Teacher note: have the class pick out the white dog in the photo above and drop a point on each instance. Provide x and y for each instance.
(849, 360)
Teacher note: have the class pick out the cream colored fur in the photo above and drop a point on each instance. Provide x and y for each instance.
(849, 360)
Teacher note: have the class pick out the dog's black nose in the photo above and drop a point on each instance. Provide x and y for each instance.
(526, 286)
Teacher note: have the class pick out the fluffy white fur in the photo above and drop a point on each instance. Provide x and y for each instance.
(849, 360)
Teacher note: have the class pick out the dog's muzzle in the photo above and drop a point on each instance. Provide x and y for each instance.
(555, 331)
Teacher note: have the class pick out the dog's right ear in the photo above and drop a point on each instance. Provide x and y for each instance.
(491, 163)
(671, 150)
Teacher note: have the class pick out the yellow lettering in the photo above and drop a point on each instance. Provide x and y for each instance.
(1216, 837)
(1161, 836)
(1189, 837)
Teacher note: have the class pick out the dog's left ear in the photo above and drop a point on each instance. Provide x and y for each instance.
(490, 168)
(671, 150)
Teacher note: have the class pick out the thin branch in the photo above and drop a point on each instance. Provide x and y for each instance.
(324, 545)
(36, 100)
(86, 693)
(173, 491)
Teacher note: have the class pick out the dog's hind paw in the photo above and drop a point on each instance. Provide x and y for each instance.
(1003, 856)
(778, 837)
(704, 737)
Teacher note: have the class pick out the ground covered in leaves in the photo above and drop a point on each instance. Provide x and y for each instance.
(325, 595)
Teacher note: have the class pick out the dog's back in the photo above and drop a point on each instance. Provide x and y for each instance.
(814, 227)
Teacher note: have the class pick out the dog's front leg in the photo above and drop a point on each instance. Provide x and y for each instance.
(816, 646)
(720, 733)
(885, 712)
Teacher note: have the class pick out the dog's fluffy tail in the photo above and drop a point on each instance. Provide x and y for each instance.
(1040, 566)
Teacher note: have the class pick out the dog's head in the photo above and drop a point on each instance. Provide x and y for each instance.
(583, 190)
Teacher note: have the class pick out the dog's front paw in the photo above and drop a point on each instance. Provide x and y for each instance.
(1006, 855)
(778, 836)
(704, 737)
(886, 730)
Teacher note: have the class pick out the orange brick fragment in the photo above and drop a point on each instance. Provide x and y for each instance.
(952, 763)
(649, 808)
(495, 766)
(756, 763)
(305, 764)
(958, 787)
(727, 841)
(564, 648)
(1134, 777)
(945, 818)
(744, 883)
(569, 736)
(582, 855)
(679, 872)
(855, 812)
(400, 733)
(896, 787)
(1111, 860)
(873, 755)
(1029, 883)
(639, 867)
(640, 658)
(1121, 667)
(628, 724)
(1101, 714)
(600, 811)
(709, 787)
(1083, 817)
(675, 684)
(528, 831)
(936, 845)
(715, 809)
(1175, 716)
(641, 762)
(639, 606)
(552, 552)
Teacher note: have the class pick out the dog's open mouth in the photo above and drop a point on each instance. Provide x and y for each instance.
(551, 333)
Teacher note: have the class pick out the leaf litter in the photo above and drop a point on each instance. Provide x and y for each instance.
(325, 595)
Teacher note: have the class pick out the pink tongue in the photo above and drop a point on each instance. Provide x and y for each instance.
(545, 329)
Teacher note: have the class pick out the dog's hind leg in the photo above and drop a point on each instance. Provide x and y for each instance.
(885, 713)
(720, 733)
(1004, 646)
····················
#### TO DO:
Change every "the class" in the listing above to "the students", and leave the rest of the listing as it is.

#### OUTPUT OF THE EXERCISE:
Teacher note: have the students pick out the white dog in the photo above and drop a point on each instance. Provide x and y for each instance.
(849, 360)
Teacher note: have the students pick out the cream colored fur in the photo above and drop a point on each instance. Provide x and y for each instance.
(849, 360)
Teacher note: have the students pick out the dog's black nose in the photo above and drop a point on each instance. Provide x and y for each instance.
(526, 286)
Teacher note: have the students pick out the fluffy white fur in the photo above and drop a point on each instance. Provide x and y for each instance.
(849, 360)
Teacher note: have the students pick out the dog's muzzle in the photo above and drop a point on each instance. Provide x and y for each instance.
(555, 331)
Teacher note: have the students pick out the dog's right ear in the photo above and drop a point on each instance. Provide x and y for each instance.
(491, 163)
(671, 150)
Teacher note: have the students pick out the yellow lettering in the photo above and drop a point on each instance. Provide x and y for each instance.
(1216, 837)
(1161, 836)
(1189, 837)
Teacher note: have the students pick out the dog's left ear in the photo above and drop a point on each instance. Provide x and y for each instance.
(490, 168)
(671, 150)
Teacher note: have the students pick out the thin branch in the photo above and drop a point on each instance. Provide x and y for each instance.
(324, 545)
(36, 100)
(86, 693)
(173, 491)
Teacher note: have the students pick out the dog's hind paw in the photo above and drop a point on each instance. Provide x and y for each instance.
(1003, 856)
(778, 837)
(704, 737)
Teacher note: have the students pick out the ground covered in leaves in the photo above and drop a point on each instance. Provide x and y for each instance.
(325, 595)
Teacher note: have the students pick out the dog's back in the photo above and drop a point on each instance. Provide x and y for each instance.
(814, 227)
Teacher note: have the students pick out the dog's front leg in the photo above and drop a point on each instance. Provide x and y for each instance.
(816, 646)
(720, 733)
(885, 712)
Teacher note: have the students pick out the dog's fluffy tail in the photo above and drop a point on each instance. Provide x and y for each instance.
(1040, 566)
Teacher note: have the students pick out the dog's head in the photo above and drop a point on each instance. Provide x and y for each instance.
(583, 190)
Teacher note: have the students pick out the dog's front paw in the photo above and drop a point on each instance. Provide x and y for each instance.
(1006, 855)
(778, 836)
(704, 737)
(886, 730)
Teacher note: have the students pick out the orange brick fragment in the photo above and drop a point on each instance. Provide x and y for each instance.
(952, 763)
(649, 808)
(495, 766)
(756, 763)
(305, 764)
(958, 787)
(727, 841)
(564, 648)
(1134, 777)
(945, 818)
(744, 883)
(569, 736)
(582, 855)
(679, 872)
(855, 812)
(400, 733)
(896, 787)
(1111, 860)
(873, 755)
(1029, 883)
(639, 867)
(640, 658)
(1121, 667)
(628, 724)
(1101, 714)
(600, 811)
(709, 787)
(1083, 817)
(675, 684)
(528, 831)
(936, 845)
(715, 809)
(1175, 716)
(641, 762)
(639, 606)
(552, 552)
Teacher note: have the students pick out the dog's open mouth in the photo above and drop a point on each instance. Provide x and y for each instance.
(551, 333)
Teacher note: have the students pick out the leaf litter in the photo above and drop a point on each instance. Provide x and y for each instance.
(325, 595)
Teacher note: have the students pick out the pink tongue in the photo above and drop a point on each instance. Provide x and y for each instance.
(545, 329)
Teacher note: have the students pick out the dog's hind leg in the photo above and drop a point on each instance. Provide x and y for each instance.
(885, 713)
(720, 733)
(1004, 646)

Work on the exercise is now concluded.